_EXERCISE TASK:_
Present the data below as a Markdown table with two columns, "No." for the row number and "Line" for the text of each line, omitting any blank lines.

_RECORD SET:_
--

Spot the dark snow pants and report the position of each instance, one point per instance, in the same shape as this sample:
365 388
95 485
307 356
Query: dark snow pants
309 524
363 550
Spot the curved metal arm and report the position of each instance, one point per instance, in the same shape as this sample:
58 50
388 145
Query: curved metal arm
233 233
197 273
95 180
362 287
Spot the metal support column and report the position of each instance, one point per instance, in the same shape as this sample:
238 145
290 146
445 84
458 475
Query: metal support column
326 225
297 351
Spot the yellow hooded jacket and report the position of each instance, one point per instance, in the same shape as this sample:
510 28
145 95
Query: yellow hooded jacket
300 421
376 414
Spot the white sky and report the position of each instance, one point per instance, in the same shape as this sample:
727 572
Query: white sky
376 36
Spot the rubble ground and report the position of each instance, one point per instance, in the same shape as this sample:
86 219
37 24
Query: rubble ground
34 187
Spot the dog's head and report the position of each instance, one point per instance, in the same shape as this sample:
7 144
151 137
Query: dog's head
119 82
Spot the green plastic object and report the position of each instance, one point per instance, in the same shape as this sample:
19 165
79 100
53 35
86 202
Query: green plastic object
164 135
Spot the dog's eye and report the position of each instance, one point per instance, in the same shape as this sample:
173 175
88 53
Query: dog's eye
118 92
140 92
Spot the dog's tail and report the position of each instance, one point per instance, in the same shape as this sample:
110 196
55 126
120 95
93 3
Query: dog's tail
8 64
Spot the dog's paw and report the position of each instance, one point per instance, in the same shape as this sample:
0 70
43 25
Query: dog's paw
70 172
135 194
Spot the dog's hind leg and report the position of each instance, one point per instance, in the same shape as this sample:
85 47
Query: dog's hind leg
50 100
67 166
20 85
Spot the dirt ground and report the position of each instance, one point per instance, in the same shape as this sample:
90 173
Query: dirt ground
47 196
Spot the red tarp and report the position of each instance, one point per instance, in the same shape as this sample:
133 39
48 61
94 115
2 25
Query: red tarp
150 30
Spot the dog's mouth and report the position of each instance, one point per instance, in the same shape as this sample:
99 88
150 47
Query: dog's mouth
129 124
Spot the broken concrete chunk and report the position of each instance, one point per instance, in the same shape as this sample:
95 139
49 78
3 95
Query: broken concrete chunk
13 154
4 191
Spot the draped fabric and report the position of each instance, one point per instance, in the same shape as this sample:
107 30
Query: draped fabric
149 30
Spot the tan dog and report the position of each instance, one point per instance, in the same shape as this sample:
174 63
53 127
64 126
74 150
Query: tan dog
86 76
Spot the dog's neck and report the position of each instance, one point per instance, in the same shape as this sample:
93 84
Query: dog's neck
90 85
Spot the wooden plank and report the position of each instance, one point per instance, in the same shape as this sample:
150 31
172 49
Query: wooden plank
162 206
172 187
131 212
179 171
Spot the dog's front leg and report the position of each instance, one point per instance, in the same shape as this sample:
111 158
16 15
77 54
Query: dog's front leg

--

_EXERCISE SOLUTION:_
| No. | Line |
|---|---|
| 1 | Spot the dark snow pants and report the position of each instance, one point per instance, in the same shape as this sample: |
| 2 | 365 388 |
| 3 | 95 485 |
| 4 | 307 356 |
| 5 | Query: dark snow pants |
| 6 | 309 524 |
| 7 | 363 550 |
| 8 | Spot the curved metal arm and report the position of each instance, one point per instance, in the same shape as this sample: |
| 9 | 58 50 |
| 10 | 388 145 |
| 11 | Query: curved metal arm |
| 12 | 233 233 |
| 13 | 197 273 |
| 14 | 95 180 |
| 15 | 362 287 |
| 16 | Spot the metal support column and report the position of each instance, one point per instance, in the same shape as this sample: |
| 17 | 238 145 |
| 18 | 290 146 |
| 19 | 445 84 |
| 20 | 458 475 |
| 21 | Query: metal support column |
| 22 | 326 225 |
| 23 | 297 351 |
| 24 | Spot the yellow hooded jacket and report the position of each instance, one point per instance, in the same shape as this sample: |
| 25 | 510 28 |
| 26 | 145 95 |
| 27 | Query: yellow hooded jacket |
| 28 | 300 421 |
| 29 | 376 414 |
| 30 | Spot the white sky and report the position of each instance, one point per instance, in the same shape as this sample: |
| 31 | 727 572 |
| 32 | Query: white sky |
| 33 | 376 36 |
| 34 | Spot the rubble ground and report the position of each instance, one point per instance, in the same shape as this sample: |
| 35 | 86 219 |
| 36 | 37 24 |
| 37 | Query: rubble ground |
| 38 | 34 187 |
| 39 | Spot the dog's head and report the position of each instance, one point per instance, in the same shape as this sample: |
| 40 | 7 144 |
| 41 | 151 137 |
| 42 | Query: dog's head |
| 43 | 119 82 |
| 44 | Spot the green plastic object and report the position of each instance, one point per instance, in the same shape as this sample: |
| 45 | 19 165 |
| 46 | 79 100 |
| 47 | 53 35 |
| 48 | 86 202 |
| 49 | Query: green plastic object |
| 50 | 164 135 |
| 51 | Spot the dog's eye and report the position of each instance, one point per instance, in the same shape as this sample: |
| 52 | 173 175 |
| 53 | 88 53 |
| 54 | Query: dog's eye |
| 55 | 118 92 |
| 56 | 140 92 |
| 57 | Spot the dog's tail and report the position of each instance, one point per instance, in the same shape as this sample: |
| 58 | 110 196 |
| 59 | 55 126 |
| 60 | 120 95 |
| 61 | 93 3 |
| 62 | Query: dog's tail |
| 63 | 8 64 |
| 64 | Spot the dog's paw and report the position of each instance, one point per instance, in the same shape as this sample: |
| 65 | 0 70 |
| 66 | 43 25 |
| 67 | Query: dog's paw |
| 68 | 70 172 |
| 69 | 135 194 |
| 70 | Spot the dog's hind leg and report the position of each instance, one point per instance, in the same shape as this sample: |
| 71 | 85 47 |
| 72 | Query: dog's hind leg |
| 73 | 50 100 |
| 74 | 67 166 |
| 75 | 20 85 |
| 76 | Spot the dirt ground and report the position of each instance, one point per instance, in the same shape as this sample: |
| 77 | 90 173 |
| 78 | Query: dirt ground |
| 79 | 47 196 |
| 80 | Spot the red tarp and report the position of each instance, one point per instance, in the same shape as this sample: |
| 81 | 133 39 |
| 82 | 48 61 |
| 83 | 94 115 |
| 84 | 2 25 |
| 85 | Query: red tarp |
| 86 | 150 30 |
| 87 | Spot the dog's mouth and report the position of each instance, one point per instance, in the same shape as this sample: |
| 88 | 99 88 |
| 89 | 150 47 |
| 90 | Query: dog's mouth |
| 91 | 129 124 |
| 92 | Spot the broken concrete chunk and report the position of each instance, one point per instance, in the same shape as this sample: |
| 93 | 95 139 |
| 94 | 49 78 |
| 95 | 3 95 |
| 96 | Query: broken concrete chunk |
| 97 | 13 154 |
| 98 | 4 191 |
| 99 | Spot the draped fabric and report the position of each instance, one point per instance, in the same shape as this sample: |
| 100 | 107 30 |
| 101 | Query: draped fabric |
| 102 | 149 30 |
| 103 | Spot the tan dog and report the position of each instance, one point per instance, in the same shape as this sample: |
| 104 | 174 63 |
| 105 | 53 127 |
| 106 | 64 126 |
| 107 | 74 150 |
| 108 | Query: tan dog |
| 109 | 86 76 |
| 110 | Spot the dog's neck and report the position of each instance, one point per instance, in the same shape as this sample: |
| 111 | 93 84 |
| 112 | Query: dog's neck |
| 113 | 90 85 |
| 114 | Spot the wooden plank and report the position of each instance, one point per instance, in the same shape as this sample: |
| 115 | 150 31 |
| 116 | 172 49 |
| 117 | Query: wooden plank |
| 118 | 162 206 |
| 119 | 172 187 |
| 120 | 131 212 |
| 121 | 179 171 |
| 122 | Spot the dog's front leg and report the position of each instance, one point per instance, in the same shape as this sample: |
| 123 | 111 158 |
| 124 | 16 15 |
| 125 | 77 54 |
| 126 | Query: dog's front leg |